* **What to produce**: Report how many lines in the rows below contain the string "light". Reply with the number alone.

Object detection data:
-- Begin --
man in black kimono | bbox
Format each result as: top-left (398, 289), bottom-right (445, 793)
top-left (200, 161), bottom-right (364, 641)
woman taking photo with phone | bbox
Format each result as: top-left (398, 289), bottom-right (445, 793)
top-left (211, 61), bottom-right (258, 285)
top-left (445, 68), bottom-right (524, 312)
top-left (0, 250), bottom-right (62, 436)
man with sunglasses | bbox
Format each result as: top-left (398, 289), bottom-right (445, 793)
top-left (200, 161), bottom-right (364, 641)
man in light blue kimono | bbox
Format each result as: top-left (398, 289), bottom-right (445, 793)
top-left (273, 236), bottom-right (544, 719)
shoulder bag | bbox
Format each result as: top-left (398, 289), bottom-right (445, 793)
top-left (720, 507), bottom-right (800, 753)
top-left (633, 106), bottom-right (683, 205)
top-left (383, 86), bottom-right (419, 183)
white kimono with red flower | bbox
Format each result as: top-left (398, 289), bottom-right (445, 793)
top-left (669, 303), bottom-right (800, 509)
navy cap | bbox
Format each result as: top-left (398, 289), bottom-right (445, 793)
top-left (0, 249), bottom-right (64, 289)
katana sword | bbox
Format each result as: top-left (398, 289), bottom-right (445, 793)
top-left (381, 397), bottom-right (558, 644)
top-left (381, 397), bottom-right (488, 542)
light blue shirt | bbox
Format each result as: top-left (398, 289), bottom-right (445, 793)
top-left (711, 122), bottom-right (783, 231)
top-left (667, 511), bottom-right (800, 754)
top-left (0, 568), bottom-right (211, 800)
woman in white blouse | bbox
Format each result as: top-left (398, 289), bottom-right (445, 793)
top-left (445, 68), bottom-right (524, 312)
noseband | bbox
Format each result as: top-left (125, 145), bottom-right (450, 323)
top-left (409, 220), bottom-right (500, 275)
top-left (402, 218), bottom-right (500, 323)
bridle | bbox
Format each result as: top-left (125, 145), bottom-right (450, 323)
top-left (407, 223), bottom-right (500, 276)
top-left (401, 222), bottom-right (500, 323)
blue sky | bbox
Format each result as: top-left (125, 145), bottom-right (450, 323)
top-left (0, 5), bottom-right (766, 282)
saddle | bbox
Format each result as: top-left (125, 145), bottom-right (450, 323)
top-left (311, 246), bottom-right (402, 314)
-- End --
* **Task result**: 2